DIRECTION. Convert the items below into a numbered list, from the line containing "For the benchmark, annotate every instance of the dark" through the end of the items, leaving out blank lines.
*** EXERCISE MATERIALS
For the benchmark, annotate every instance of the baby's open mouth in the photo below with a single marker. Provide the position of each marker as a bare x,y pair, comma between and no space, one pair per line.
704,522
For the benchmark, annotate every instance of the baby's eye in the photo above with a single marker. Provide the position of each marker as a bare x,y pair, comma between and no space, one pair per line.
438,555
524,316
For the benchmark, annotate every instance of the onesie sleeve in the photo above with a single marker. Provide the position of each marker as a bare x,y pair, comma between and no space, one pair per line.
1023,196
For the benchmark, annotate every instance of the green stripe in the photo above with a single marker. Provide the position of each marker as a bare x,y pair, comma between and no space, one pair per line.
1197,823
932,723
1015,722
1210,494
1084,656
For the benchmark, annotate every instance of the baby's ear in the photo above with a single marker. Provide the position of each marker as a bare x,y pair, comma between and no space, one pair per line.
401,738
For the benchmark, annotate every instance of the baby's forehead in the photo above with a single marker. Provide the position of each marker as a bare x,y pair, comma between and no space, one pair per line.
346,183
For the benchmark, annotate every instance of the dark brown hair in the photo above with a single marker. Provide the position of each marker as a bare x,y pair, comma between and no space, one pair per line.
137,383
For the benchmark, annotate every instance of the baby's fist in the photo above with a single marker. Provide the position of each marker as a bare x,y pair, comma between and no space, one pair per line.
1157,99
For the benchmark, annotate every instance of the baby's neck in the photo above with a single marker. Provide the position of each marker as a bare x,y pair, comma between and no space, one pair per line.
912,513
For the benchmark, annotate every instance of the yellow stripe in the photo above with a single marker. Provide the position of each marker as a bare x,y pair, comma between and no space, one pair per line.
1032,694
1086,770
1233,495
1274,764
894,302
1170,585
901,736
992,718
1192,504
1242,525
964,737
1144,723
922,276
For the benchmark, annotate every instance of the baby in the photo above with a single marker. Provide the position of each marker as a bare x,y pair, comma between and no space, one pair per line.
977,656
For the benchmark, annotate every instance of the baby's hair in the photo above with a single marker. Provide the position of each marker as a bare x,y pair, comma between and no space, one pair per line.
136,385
******
EXERCISE RESPONSE.
1. For the benchmark, annotate every instance of the dark brown hair in the photo above with a single marker. Provide the position of each marker as a bare x,y pair, comma between and no space, one pair per line.
2. 137,383
3. For the benchmark, annotate every instance of the baby's fist in the photo above with a single marker. Provide the position of each marker as a bare x,y pair, comma between and no space, one pair per line.
4. 1157,99
5. For the benchmark, annotate every instance of the baby's neck in the photo above with a single marker. Provide the position of each marker as a bare x,y pair, comma between and no space, one pair per line.
6. 912,513
7. For the benchmark, annotate every instance of the yellow stripe in the photo above with a single marker. Provide the position of each marker as a bare x,y pair, comma between and no space, one pair per line.
8. 1032,694
9. 1086,770
10. 1233,495
11. 1274,764
12. 894,302
13. 1170,585
14. 901,736
15. 992,718
16. 1192,504
17. 1242,525
18. 964,737
19. 1144,723
20. 922,276
21. For the benchmark, annotate every instance of the baby in the photo above with a single marker. Provide the position of each marker as a bare x,y pair, comma between and no space, one pair per line.
22. 977,656
23. For the benchmark, annotate every instance of the baby's hair in the photo above with a single marker. Provide the position of each marker as a bare x,y pair, comma between and no space, one pair per line.
24. 136,385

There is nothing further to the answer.